* Excerpts from point annotation data *
+===+
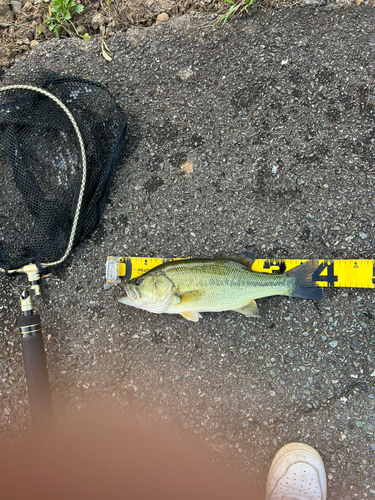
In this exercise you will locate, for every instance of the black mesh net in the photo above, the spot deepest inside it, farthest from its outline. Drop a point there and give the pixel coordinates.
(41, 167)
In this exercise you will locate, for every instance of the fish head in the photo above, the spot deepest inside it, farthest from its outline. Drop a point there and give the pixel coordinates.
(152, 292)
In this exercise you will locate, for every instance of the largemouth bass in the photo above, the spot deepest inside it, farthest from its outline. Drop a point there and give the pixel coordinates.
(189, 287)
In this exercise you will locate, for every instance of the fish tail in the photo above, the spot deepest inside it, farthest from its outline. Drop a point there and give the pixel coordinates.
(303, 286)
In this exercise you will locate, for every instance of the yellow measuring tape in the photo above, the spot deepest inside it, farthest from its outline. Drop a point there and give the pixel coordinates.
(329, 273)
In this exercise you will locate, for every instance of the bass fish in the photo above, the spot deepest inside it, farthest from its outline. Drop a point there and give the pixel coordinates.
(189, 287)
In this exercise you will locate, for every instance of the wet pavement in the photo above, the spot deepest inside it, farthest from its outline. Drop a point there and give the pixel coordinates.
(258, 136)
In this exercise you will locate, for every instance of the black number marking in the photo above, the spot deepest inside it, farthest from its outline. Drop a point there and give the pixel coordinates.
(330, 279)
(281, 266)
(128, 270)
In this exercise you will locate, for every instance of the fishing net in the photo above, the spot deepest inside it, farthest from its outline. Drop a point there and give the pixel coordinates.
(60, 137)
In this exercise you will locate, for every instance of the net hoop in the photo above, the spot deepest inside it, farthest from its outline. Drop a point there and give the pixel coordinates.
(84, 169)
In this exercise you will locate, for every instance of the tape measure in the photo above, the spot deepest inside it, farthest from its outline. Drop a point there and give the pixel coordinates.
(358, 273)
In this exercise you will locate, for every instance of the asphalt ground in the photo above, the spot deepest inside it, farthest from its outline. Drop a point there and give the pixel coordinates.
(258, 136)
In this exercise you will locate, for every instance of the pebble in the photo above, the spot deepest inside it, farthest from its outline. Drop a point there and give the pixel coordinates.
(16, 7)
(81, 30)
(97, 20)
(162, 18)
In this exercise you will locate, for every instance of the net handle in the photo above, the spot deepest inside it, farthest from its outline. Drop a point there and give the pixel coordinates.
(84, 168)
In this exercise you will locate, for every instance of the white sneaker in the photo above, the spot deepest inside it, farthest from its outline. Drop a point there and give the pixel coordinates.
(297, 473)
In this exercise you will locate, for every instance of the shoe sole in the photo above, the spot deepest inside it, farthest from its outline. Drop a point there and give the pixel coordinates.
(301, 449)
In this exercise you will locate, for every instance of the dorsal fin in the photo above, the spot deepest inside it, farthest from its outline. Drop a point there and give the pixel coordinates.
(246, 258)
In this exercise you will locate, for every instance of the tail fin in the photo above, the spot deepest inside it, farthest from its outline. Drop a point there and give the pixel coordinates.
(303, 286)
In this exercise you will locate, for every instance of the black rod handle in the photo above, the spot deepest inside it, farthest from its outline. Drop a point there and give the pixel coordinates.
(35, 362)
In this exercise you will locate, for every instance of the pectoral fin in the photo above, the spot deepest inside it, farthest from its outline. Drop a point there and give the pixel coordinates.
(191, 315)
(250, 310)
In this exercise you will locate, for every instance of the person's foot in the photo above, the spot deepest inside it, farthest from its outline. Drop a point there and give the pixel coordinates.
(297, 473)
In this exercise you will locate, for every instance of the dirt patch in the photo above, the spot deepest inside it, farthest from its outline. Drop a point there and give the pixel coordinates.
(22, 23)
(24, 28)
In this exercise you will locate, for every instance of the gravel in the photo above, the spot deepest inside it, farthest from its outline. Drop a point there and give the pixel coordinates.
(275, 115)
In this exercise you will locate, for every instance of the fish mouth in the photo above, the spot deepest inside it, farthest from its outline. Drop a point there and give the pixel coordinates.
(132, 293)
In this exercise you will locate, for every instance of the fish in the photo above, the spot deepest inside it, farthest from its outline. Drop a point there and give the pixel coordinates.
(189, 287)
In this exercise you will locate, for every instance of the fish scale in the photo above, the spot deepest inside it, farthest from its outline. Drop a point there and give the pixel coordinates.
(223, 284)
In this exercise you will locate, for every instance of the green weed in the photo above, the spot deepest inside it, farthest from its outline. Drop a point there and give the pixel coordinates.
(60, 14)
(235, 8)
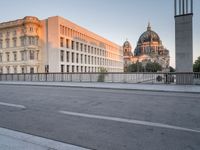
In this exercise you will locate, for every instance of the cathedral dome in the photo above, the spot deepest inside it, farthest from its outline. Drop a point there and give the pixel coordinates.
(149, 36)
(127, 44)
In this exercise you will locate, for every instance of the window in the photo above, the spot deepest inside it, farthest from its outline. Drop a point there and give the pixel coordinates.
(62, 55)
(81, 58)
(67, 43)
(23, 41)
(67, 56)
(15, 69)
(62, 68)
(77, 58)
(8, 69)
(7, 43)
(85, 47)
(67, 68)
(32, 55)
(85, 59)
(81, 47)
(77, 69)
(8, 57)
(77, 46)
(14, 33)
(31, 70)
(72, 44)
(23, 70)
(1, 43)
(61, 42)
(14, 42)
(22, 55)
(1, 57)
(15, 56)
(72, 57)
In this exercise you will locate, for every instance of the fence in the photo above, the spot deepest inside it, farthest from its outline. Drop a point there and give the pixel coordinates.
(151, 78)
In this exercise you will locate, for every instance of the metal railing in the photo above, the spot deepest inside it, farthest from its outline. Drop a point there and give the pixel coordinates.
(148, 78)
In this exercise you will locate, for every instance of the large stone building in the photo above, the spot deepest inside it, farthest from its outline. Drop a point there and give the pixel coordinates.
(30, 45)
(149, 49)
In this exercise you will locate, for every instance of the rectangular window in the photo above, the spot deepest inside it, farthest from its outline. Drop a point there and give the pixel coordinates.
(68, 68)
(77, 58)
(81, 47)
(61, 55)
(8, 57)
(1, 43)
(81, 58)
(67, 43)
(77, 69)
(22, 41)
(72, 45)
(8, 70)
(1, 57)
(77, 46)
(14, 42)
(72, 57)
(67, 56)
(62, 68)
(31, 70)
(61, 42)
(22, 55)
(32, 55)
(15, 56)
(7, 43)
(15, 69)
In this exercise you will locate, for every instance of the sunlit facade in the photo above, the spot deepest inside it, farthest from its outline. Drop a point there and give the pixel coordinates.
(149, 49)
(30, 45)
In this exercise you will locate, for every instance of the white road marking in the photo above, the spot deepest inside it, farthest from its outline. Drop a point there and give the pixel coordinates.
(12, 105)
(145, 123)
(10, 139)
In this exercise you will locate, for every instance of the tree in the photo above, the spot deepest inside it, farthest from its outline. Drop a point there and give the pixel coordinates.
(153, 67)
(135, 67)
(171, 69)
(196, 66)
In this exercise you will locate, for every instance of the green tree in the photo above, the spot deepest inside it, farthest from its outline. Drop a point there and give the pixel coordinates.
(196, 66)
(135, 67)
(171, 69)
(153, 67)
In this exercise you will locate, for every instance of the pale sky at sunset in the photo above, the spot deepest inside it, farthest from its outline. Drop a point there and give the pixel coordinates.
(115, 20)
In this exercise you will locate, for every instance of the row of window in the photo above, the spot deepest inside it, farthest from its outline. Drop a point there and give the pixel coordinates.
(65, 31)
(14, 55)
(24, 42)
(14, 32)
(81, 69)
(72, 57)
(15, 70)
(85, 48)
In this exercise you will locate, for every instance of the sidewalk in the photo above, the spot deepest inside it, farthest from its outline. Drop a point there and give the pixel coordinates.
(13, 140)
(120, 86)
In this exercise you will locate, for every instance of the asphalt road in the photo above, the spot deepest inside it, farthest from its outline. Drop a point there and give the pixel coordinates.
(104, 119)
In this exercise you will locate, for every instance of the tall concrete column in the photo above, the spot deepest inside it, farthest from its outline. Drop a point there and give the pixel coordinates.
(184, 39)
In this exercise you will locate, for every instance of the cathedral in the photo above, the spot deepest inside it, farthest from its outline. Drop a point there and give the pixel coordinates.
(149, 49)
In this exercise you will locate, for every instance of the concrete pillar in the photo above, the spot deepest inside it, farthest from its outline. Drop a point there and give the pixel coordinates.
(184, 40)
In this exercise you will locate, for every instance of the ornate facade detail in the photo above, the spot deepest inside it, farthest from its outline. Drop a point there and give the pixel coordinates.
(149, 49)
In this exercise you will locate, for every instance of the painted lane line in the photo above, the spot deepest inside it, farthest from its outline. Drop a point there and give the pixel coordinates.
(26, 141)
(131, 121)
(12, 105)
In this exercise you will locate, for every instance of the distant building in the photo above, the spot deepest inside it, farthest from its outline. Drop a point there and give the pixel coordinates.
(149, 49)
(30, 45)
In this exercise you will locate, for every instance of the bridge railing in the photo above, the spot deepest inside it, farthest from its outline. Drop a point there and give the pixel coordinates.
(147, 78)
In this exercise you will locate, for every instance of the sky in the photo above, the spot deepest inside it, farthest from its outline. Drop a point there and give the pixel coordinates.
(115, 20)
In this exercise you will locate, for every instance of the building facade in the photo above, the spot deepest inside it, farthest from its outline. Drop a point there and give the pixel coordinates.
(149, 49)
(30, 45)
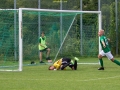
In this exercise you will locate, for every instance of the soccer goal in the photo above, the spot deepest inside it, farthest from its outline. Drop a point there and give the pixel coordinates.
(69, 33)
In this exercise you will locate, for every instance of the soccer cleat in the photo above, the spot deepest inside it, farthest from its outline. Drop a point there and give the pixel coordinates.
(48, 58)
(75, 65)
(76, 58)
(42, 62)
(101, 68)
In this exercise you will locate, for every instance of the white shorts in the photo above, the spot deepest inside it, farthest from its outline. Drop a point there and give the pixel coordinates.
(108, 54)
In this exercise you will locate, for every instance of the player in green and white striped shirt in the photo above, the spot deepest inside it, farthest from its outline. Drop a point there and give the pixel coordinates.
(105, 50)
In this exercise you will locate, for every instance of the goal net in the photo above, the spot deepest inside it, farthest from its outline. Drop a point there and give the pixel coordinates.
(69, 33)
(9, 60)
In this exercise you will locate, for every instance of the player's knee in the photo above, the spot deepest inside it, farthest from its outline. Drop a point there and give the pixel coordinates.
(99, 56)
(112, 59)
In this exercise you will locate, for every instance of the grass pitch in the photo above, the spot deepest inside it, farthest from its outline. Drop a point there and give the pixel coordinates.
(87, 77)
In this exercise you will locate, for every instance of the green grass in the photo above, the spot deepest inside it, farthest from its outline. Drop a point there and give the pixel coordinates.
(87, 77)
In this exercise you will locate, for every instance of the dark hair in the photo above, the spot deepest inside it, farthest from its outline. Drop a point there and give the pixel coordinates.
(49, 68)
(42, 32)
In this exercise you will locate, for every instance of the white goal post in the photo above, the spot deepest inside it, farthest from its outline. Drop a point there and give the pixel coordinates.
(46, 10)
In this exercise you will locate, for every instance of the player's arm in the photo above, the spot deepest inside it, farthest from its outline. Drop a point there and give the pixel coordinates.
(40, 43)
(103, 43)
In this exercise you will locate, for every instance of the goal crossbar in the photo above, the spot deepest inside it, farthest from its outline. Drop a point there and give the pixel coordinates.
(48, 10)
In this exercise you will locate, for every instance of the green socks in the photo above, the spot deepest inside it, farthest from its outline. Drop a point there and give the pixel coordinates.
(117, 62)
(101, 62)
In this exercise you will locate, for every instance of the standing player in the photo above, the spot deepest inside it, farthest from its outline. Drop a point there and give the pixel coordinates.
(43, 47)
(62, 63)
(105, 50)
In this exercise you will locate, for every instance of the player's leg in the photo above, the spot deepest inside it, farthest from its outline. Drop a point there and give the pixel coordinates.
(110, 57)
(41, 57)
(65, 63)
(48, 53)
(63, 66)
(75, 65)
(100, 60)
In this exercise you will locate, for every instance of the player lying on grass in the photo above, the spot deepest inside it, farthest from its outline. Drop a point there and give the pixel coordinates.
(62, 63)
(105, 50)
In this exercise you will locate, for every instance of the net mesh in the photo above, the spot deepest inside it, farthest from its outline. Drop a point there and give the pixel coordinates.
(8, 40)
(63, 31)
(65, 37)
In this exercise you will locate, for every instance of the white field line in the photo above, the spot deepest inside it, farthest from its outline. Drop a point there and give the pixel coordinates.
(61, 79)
+===+
* WHAT IS ASKED *
Reproduce the records above exactly, starting with the line that contains "the player's leg" and ending with the last line.

* TASK OUTPUT *
In this exercise you will locate, for every instance of the player's leg in the photo above, the spot deepest inside it, farthest from its outline. Drop a point there and give the pixel coordinates.
(110, 57)
(41, 57)
(65, 63)
(48, 53)
(63, 66)
(75, 65)
(100, 60)
In this exercise you will locate, for every instance of the player lying on grass in the photo above, the spot deepest inside it, farthest from its outline. Drop a point there and give the pixel coordinates.
(62, 63)
(105, 50)
In this exercise you will locate, for every instance of the net mesh in the photo above, the spot deepest inside it, farthest from its outline. Drop a point there and give the pixel coordinates.
(8, 40)
(63, 31)
(65, 37)
In this exercise you will locate, for every instance of the white field line in the photo above, the spot deepest inside it, farthest from its outline. Drop a point there and give the pixel coordinates.
(61, 79)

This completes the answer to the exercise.